#### ACTION ITEM:
Leave out the pictures and restate every entry word for word.

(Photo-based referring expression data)
Content starts

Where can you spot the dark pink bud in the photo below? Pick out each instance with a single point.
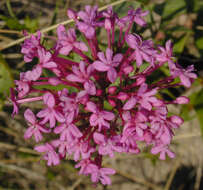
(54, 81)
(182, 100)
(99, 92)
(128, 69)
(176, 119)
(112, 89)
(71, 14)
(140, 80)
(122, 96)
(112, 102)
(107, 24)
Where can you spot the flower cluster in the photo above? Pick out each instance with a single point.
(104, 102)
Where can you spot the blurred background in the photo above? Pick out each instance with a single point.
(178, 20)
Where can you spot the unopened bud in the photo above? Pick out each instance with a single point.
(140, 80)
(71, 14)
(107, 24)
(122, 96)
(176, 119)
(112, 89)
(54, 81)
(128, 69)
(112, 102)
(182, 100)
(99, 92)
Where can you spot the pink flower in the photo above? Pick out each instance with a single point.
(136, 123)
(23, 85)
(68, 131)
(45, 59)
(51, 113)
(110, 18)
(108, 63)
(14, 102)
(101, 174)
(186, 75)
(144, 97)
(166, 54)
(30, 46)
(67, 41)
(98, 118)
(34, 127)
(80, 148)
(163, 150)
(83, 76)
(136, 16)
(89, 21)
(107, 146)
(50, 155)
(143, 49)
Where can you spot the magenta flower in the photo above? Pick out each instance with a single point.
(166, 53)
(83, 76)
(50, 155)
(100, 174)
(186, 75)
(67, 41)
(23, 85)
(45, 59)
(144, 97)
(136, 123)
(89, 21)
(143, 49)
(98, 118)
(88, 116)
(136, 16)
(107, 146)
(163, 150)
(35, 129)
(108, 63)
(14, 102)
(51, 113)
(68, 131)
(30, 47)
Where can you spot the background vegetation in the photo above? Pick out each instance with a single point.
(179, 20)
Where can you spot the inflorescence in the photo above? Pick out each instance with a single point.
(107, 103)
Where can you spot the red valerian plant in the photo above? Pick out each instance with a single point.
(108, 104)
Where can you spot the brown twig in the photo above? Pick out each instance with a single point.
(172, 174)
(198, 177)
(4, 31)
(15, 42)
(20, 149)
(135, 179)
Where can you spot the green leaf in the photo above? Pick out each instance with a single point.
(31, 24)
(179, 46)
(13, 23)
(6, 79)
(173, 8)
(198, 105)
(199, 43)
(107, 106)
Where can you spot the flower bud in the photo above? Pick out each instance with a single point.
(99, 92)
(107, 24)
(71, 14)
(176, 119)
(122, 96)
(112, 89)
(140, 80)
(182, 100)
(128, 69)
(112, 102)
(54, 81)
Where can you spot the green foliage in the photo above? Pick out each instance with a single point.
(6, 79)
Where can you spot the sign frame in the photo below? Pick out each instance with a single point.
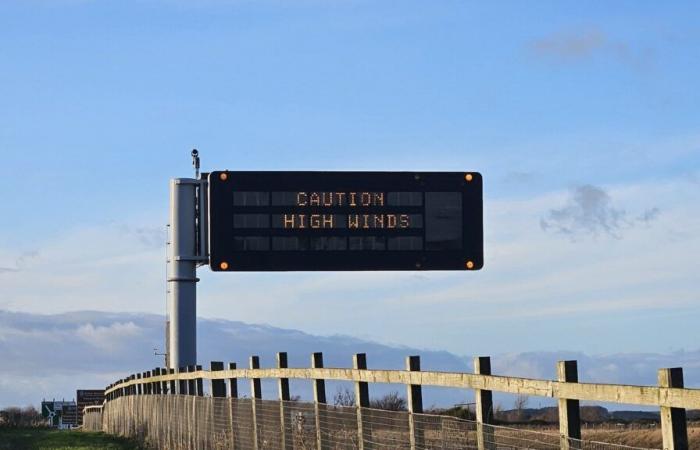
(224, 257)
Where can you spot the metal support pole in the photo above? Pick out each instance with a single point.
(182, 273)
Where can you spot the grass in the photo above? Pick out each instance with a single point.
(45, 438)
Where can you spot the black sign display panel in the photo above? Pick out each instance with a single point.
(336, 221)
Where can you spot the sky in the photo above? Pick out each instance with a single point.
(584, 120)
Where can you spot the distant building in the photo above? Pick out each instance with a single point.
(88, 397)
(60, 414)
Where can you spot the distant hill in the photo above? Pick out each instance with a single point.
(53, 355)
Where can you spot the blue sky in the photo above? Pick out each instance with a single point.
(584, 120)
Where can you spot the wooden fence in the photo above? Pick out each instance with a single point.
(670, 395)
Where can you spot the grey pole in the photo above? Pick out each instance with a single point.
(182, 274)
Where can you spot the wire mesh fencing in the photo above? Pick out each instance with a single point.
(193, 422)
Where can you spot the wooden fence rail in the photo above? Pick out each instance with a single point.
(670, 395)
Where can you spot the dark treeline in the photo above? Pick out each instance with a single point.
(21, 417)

Content ends

#### RESPONSE TO THE EXERCISE:
Where can you spot the dark pink bud in the photo below? Pick out each instance with a single point.
(54, 81)
(182, 100)
(99, 92)
(128, 69)
(176, 119)
(112, 89)
(71, 14)
(140, 80)
(122, 96)
(112, 102)
(107, 24)
Where can you spot the flower cluster in the photo above? Pick out each instance with a single point.
(104, 102)
Where can you spot the blurred background in the photo above? Pick out each instance with a single point.
(178, 20)
Where can you spot the unopened bud in the photo above? Pick out each instance with a single point.
(140, 80)
(71, 14)
(107, 24)
(122, 96)
(176, 119)
(112, 89)
(54, 81)
(128, 69)
(112, 102)
(182, 100)
(99, 92)
Where can you spot the pink flower in the photo above? Pick out each instance with a single point.
(136, 123)
(23, 85)
(68, 131)
(45, 59)
(51, 113)
(110, 18)
(108, 63)
(14, 102)
(101, 174)
(186, 75)
(144, 97)
(166, 54)
(30, 46)
(67, 41)
(98, 118)
(34, 127)
(80, 148)
(163, 150)
(83, 76)
(136, 16)
(89, 21)
(107, 146)
(50, 155)
(143, 49)
Where can you spot the magenta flower in the photo above? Pick out each instance with a single point.
(166, 53)
(83, 76)
(50, 155)
(100, 174)
(186, 75)
(67, 41)
(23, 85)
(45, 59)
(144, 97)
(136, 123)
(89, 21)
(143, 49)
(98, 118)
(88, 116)
(136, 16)
(107, 146)
(163, 150)
(35, 129)
(108, 63)
(14, 102)
(51, 113)
(68, 131)
(30, 47)
Where can you spot the background vegetation in the photo above? Pick out each instance with a single point.
(179, 20)
Where can you spot the inflorescence in the photo above? Pick out each instance with a single point.
(107, 103)
Where can you spot the red valerian plant in the photo above? Pick out each instance with a single point.
(108, 104)
Where can you spot the brown twig in the photo above? Pick out each instance with a single point.
(172, 174)
(198, 177)
(4, 31)
(15, 42)
(20, 149)
(135, 179)
Where can you spot the green leaf in the photo above? Pick out each instance with a single point.
(31, 24)
(179, 46)
(13, 23)
(6, 79)
(173, 8)
(198, 105)
(199, 43)
(107, 106)
Where can you spot the flower bud in the photo above? Pick out each instance with a single point.
(99, 92)
(107, 24)
(71, 14)
(176, 119)
(122, 96)
(112, 89)
(140, 80)
(182, 100)
(128, 69)
(112, 102)
(54, 81)
Where can you spot the green foliage in the photo above? Pick out each instance with a single point.
(6, 79)
Where can you spot the sign frame in the photo below? Pick out each instance with a single point.
(224, 257)
Where can you spot the metal support pole in the photo above? Pick out each instance with a single point.
(182, 273)
Where can you spot the grass in the photo above? Pick out each instance with a single point.
(45, 438)
Where can you spot the black sign display panel in the photo above? Pick out each instance with a single point.
(336, 221)
Where can you spot the sky in the photo above? Pick out each instance with a single point.
(584, 120)
Where can you spot the distant building in the photo above? Pick out each instance with a single point.
(88, 397)
(60, 414)
Where can you spot the distant hill in the photo above? Pick out each instance with a single point.
(53, 355)
Where can you spot the blue sky in the photo above? Pick out each instance with a single point.
(584, 120)
Where can you spot the wooden fence in the photo above? Pick out each instance with a single point.
(670, 395)
Where can you spot the grey pole in the photo above? Pick out each instance with a single point.
(182, 274)
Where can you spot the wire mesh fencing in the photo above? Pick out each instance with a single point.
(193, 422)
Where can you spot the wooden fence rail in the photo above? Pick out each instance with a single point.
(670, 395)
Where can you spot the dark treeline in the photo above? Pick out each instance with a single point.
(21, 417)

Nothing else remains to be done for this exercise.